TASK OBJECTIVE ::
Extract each line below that contains the string "pallet", reproducing every such line in full and without alteration.

DATA EXTRACT ::
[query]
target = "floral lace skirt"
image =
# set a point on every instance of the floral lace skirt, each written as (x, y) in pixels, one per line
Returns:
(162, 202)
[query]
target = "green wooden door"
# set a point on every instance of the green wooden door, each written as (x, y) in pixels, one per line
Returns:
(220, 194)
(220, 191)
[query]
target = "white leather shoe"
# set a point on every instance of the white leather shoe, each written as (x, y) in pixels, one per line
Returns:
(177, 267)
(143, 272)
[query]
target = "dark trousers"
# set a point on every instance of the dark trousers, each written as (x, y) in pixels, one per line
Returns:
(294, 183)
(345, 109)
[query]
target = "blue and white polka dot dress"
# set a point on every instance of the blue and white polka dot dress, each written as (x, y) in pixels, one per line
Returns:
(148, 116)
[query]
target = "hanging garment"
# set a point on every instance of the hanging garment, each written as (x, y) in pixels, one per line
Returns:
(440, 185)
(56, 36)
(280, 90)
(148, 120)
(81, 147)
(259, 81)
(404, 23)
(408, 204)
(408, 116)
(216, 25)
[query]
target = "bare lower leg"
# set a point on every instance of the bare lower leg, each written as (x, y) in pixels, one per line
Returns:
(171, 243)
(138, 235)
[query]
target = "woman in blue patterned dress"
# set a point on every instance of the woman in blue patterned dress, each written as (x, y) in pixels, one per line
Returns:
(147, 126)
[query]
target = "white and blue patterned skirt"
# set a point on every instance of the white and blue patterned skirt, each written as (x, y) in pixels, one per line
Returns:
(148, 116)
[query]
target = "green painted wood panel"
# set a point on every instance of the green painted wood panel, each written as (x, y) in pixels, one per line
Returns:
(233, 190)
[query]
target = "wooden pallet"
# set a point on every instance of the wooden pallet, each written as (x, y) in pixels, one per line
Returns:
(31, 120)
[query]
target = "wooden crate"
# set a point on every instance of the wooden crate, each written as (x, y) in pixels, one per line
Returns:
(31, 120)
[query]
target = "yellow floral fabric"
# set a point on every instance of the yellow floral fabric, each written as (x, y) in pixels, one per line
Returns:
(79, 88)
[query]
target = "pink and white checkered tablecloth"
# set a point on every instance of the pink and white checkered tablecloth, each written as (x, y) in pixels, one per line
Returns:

OUTPUT FOR THIS EXERCISE ::
target = "wooden pallet"
# set a point on every instance of the wooden pallet, each written as (x, y) in pixels, one per line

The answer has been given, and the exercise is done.